##### Provided material #####
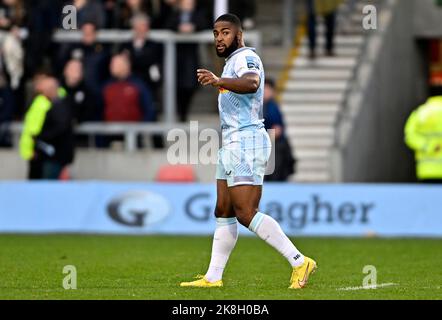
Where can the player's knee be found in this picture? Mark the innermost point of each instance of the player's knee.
(223, 211)
(245, 215)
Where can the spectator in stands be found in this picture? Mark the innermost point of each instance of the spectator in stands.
(186, 19)
(6, 110)
(12, 18)
(126, 98)
(90, 11)
(95, 59)
(45, 18)
(327, 9)
(111, 13)
(146, 60)
(130, 9)
(244, 9)
(47, 141)
(423, 132)
(273, 120)
(145, 55)
(157, 10)
(12, 14)
(79, 96)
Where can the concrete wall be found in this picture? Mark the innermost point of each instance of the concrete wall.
(392, 82)
(427, 19)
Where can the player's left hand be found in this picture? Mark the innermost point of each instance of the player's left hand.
(205, 77)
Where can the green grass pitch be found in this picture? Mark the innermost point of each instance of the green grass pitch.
(151, 267)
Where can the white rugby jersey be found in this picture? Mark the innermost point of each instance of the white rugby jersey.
(241, 111)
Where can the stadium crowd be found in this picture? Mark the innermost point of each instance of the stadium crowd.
(103, 82)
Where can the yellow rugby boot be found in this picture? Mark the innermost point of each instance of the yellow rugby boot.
(301, 274)
(202, 282)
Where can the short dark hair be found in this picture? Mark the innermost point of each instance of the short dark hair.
(230, 17)
(270, 82)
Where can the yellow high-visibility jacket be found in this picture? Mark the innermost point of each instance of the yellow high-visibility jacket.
(423, 134)
(33, 123)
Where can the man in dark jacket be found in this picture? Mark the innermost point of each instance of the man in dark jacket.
(145, 55)
(284, 160)
(186, 19)
(79, 95)
(54, 145)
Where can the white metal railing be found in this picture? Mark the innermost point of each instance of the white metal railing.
(129, 131)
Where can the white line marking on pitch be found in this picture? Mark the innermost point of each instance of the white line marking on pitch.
(382, 285)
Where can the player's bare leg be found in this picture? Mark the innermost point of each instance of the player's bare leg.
(245, 200)
(224, 240)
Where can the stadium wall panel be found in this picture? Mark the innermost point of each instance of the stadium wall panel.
(139, 209)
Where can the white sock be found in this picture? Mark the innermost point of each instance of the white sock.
(224, 240)
(270, 231)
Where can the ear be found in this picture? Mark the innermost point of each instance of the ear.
(240, 37)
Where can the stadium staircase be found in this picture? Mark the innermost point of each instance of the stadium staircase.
(315, 91)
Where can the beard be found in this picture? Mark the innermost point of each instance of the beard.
(228, 50)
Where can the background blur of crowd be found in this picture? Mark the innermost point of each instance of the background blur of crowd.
(104, 82)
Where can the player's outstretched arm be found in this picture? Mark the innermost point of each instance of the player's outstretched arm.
(248, 83)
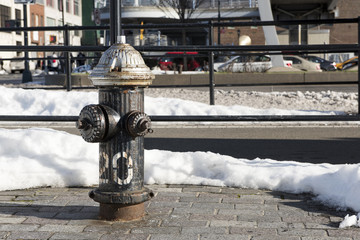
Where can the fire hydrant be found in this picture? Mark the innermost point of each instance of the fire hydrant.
(119, 124)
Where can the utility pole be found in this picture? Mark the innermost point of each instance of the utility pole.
(219, 22)
(26, 77)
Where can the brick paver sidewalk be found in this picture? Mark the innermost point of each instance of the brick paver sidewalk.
(176, 212)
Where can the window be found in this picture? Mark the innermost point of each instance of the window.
(77, 33)
(32, 23)
(50, 3)
(76, 7)
(18, 20)
(5, 14)
(68, 7)
(19, 54)
(50, 22)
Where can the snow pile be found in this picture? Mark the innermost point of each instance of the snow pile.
(45, 157)
(44, 102)
(350, 221)
(320, 101)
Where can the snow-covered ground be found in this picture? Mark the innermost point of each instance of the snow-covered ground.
(44, 157)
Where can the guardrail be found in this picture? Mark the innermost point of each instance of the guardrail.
(209, 50)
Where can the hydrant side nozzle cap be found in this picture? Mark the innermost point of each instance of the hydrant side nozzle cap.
(121, 65)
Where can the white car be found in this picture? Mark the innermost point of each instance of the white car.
(19, 65)
(251, 63)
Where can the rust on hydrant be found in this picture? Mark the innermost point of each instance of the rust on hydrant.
(118, 123)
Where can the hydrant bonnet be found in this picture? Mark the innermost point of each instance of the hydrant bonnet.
(121, 65)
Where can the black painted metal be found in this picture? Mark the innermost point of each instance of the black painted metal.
(67, 60)
(211, 67)
(319, 48)
(122, 156)
(197, 118)
(26, 75)
(255, 118)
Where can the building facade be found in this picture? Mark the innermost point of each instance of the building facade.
(42, 13)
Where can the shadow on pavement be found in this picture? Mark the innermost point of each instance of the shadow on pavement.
(335, 151)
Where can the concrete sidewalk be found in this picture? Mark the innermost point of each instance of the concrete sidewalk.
(176, 212)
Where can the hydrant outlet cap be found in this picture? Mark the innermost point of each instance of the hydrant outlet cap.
(121, 65)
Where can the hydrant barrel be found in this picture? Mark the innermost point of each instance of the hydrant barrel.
(119, 124)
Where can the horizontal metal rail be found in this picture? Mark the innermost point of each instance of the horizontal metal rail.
(196, 48)
(198, 118)
(187, 25)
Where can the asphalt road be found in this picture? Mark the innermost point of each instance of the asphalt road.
(315, 144)
(335, 144)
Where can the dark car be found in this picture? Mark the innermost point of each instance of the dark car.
(325, 65)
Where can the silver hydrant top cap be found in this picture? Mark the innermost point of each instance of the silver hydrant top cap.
(121, 65)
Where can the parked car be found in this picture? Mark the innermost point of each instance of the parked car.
(348, 63)
(302, 64)
(246, 63)
(53, 64)
(19, 65)
(325, 65)
(172, 59)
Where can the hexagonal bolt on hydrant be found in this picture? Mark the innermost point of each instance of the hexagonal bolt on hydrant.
(119, 124)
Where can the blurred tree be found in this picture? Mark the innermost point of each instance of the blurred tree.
(184, 10)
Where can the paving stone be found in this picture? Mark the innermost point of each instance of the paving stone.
(156, 230)
(275, 225)
(116, 236)
(77, 215)
(276, 238)
(202, 189)
(244, 224)
(193, 210)
(241, 212)
(262, 207)
(182, 223)
(61, 228)
(7, 198)
(224, 237)
(213, 205)
(210, 217)
(348, 232)
(258, 217)
(18, 227)
(174, 237)
(106, 229)
(204, 230)
(176, 212)
(29, 235)
(169, 204)
(328, 225)
(12, 220)
(201, 200)
(303, 232)
(254, 231)
(43, 221)
(3, 235)
(325, 238)
(78, 236)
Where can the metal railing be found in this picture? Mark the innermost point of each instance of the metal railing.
(209, 50)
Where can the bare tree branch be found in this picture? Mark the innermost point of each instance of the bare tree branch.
(183, 8)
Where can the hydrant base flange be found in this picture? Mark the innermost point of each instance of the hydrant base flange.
(124, 197)
(116, 212)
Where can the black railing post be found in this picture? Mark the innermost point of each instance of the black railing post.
(67, 60)
(358, 53)
(211, 66)
(26, 76)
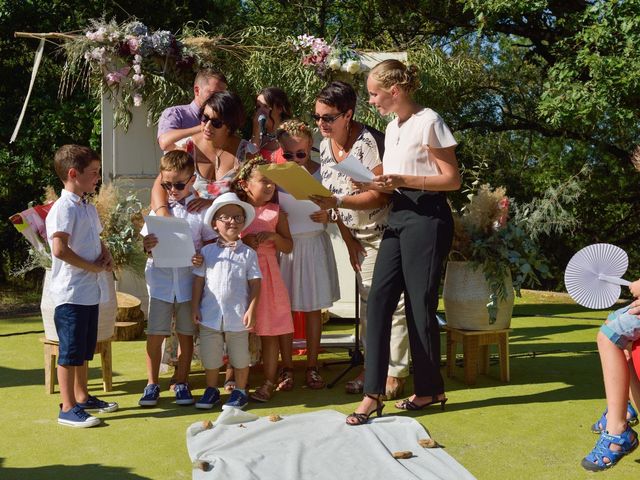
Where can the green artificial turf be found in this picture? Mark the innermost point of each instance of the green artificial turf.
(536, 427)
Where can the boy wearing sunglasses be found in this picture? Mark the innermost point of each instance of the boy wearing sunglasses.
(170, 288)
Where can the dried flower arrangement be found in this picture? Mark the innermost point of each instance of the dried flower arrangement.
(485, 236)
(121, 218)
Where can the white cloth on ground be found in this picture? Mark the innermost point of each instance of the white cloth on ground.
(316, 445)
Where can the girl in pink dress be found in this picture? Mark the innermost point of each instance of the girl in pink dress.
(268, 234)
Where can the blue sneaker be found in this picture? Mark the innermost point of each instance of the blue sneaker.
(210, 397)
(237, 399)
(183, 394)
(150, 395)
(77, 417)
(94, 403)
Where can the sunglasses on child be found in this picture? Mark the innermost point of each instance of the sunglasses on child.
(178, 185)
(326, 118)
(215, 122)
(227, 219)
(290, 155)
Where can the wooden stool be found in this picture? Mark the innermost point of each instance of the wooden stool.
(51, 353)
(475, 351)
(129, 319)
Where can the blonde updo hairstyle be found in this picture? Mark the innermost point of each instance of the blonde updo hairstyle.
(393, 72)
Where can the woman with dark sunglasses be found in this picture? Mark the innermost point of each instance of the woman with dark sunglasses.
(272, 108)
(361, 215)
(217, 151)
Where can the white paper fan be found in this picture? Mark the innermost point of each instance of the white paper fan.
(592, 276)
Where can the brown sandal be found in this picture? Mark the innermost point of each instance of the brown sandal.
(285, 380)
(264, 392)
(314, 380)
(362, 418)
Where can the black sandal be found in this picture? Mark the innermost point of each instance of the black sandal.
(362, 418)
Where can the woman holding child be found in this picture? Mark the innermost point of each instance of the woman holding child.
(419, 166)
(217, 151)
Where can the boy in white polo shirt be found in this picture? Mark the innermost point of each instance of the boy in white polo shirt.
(77, 257)
(170, 288)
(225, 298)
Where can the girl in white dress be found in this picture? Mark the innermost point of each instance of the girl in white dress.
(309, 271)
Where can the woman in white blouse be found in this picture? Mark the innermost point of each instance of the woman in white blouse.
(419, 165)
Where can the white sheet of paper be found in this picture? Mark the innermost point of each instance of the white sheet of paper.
(175, 243)
(352, 167)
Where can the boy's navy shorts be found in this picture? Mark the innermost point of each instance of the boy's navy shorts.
(622, 327)
(77, 327)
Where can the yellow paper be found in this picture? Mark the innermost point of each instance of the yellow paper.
(294, 179)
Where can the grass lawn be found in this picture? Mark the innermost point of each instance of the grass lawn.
(536, 427)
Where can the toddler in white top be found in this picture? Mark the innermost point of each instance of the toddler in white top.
(170, 288)
(225, 297)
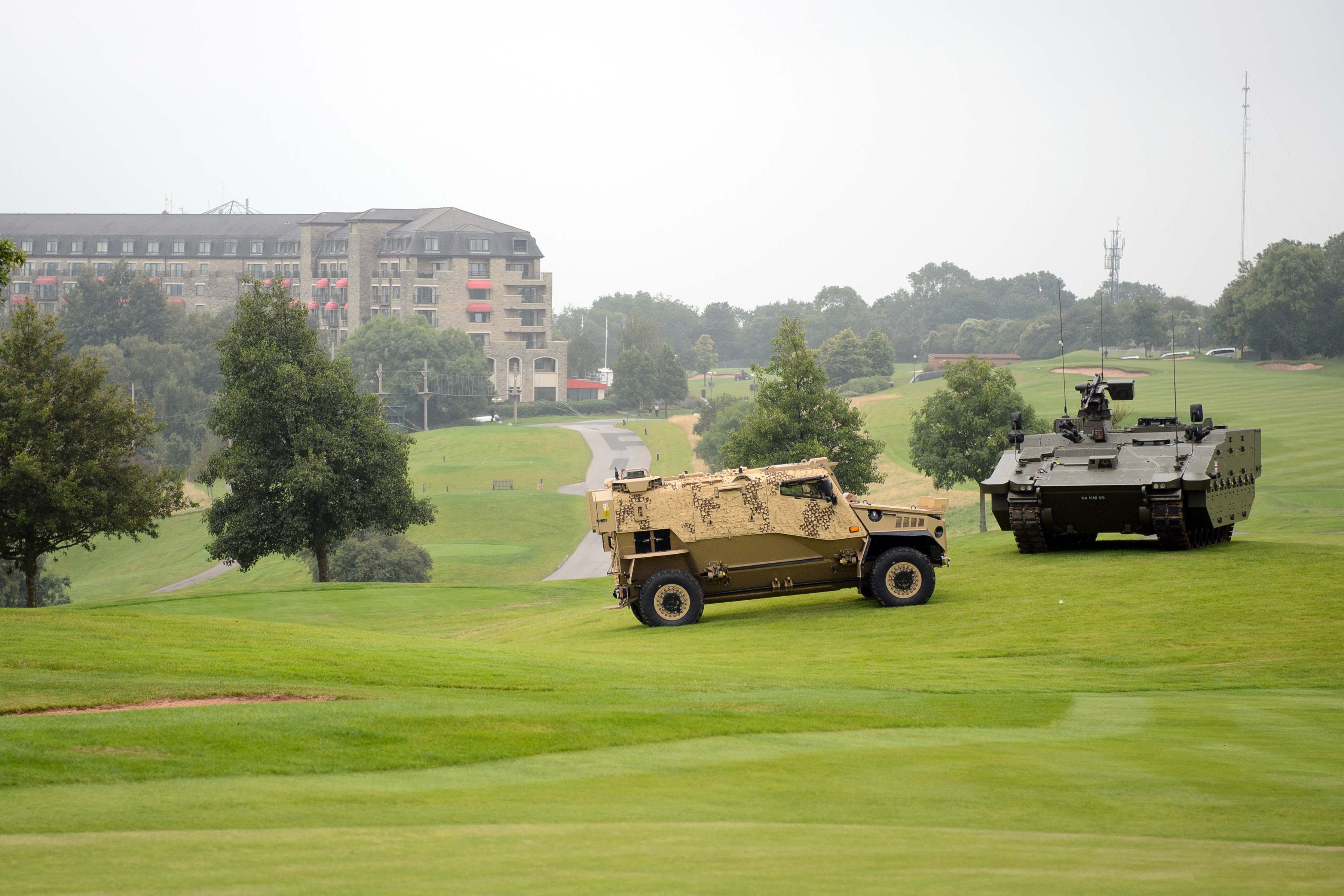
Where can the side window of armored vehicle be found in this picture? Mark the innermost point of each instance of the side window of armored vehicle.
(655, 541)
(815, 489)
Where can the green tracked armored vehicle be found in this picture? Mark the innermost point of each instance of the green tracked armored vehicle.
(1187, 484)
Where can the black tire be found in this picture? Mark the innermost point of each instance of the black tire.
(902, 578)
(671, 598)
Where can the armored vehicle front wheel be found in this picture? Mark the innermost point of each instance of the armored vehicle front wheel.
(671, 598)
(902, 578)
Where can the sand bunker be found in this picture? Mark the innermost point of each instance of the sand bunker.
(879, 397)
(1093, 371)
(171, 704)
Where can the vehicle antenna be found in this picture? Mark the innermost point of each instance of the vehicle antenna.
(1063, 377)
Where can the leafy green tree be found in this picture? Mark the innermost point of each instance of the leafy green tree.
(115, 307)
(69, 471)
(882, 358)
(668, 377)
(705, 357)
(310, 460)
(961, 430)
(52, 589)
(373, 555)
(796, 417)
(404, 346)
(634, 379)
(843, 358)
(718, 421)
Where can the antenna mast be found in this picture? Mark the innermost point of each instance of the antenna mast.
(1246, 151)
(1113, 253)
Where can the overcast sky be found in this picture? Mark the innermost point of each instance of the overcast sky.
(729, 151)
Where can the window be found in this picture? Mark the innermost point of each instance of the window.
#####
Only the final stretch of the entries above is needed: print exactly the lines from the line containing "Where can the vehicle" through the last one.

▸ **Solution to this exercise**
Where can the vehicle antenna be found in this picture? Mark the innermost point of each instance of the vehicle antenna.
(1063, 377)
Where can the leafy green tree be found in this picture? Mark the innermost point of each instance of the leafy green tree.
(115, 307)
(69, 471)
(882, 358)
(668, 377)
(705, 357)
(310, 460)
(961, 430)
(52, 589)
(373, 555)
(796, 417)
(404, 346)
(634, 379)
(843, 358)
(718, 421)
Where can the antenna mast be found in this picture? Mark the innermost point of each instance of the antenna mast.
(1246, 151)
(1113, 253)
Where can the overcast sky be found in this picture? Mark the innermost point of each instance of the overcast sky.
(729, 151)
Where can the window be found in this picture? Mark the innermost point of each instance of the window.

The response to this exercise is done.